-- Selected extract follows --

Tuesday, Sept. 10, 2019 | 2 a.m.
It’s one thing to disagree about politics, like Medicare for All or trickle-down economics, but our discussion isn’t political, it’s moral.
Those on the right have conflated politics and morals into one thing, and by blurring those lines they’ve gotten otherwise good people to give in to their worst inclinations and abandon their morals.
Now we all have friends, family, and even co-workers who support Donald Trump. Because of this, we walk a tightrope when discussing him or his followers. We don’t want to harm the relationships we have with these people and that hinders our discussions.
How can we truly tell the truth to people we know if we don’t want to lose their friendships? I’m not suggesting it’s going to be easy but it has to be done. We’ve tried sugarcoating everything we say but to no avail. It’s time to tell them the brutal truth, so this cult-like mentality might be upended and finally broken.
I’ll go first: Dear friend, if you support and defend Trump, who at the very least panders in racism and hate, then that means you don’t care, you’re scared to speak against the masses or you’re just like him. Whichever it is, you’re now informed and have options. Keep supporting him, stop or stay silent. But if you choose to support him, did I really know you? So now one must ask themselves, “Are you sincerely my friend?” And more importantly, should I continue to be yours?

-- Selected extract concluded --
-- Dataset extract follows --

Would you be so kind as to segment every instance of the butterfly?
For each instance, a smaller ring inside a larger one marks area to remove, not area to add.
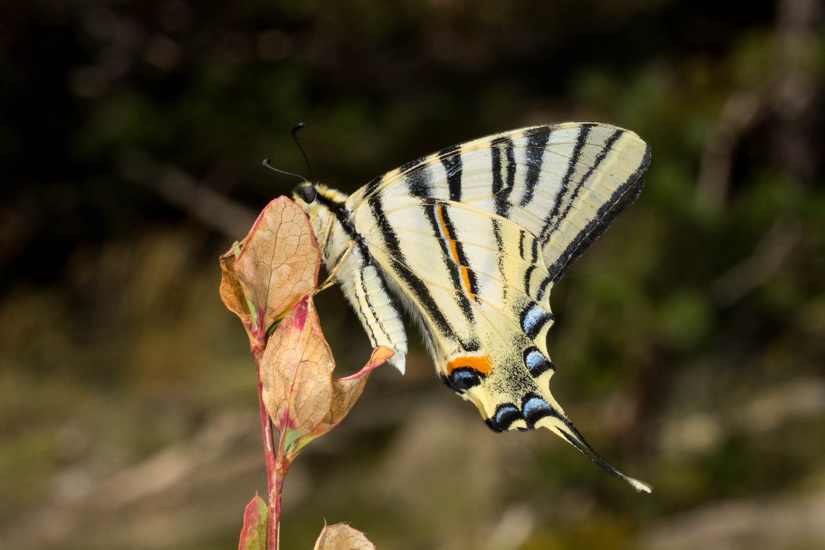
[[[598,122],[530,126],[468,141],[380,176],[351,195],[305,181],[309,219],[373,346],[404,372],[401,310],[444,384],[493,430],[549,428],[637,491],[550,394],[550,289],[644,185],[650,147]]]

-- Dataset extract concluded --

* _What you are asked to do_
Copy the stretch of the opinion piece from "Now we all have" through "and finally broken." word for word.

* _Your response_
Now we all have friends, family, and even co-workers who support Donald Trump. Because of this, we walk a tightrope when discussing him or his followers. We don’t want to harm the relationships we have with these people and that hinders our discussions.
How can we truly tell the truth to people we know if we don’t want to lose their friendships? I’m not suggesting it’s going to be easy but it has to be done. We’ve tried sugarcoating everything we say but to no avail. It’s time to tell them the brutal truth, so this cult-like mentality might be upended and finally broken.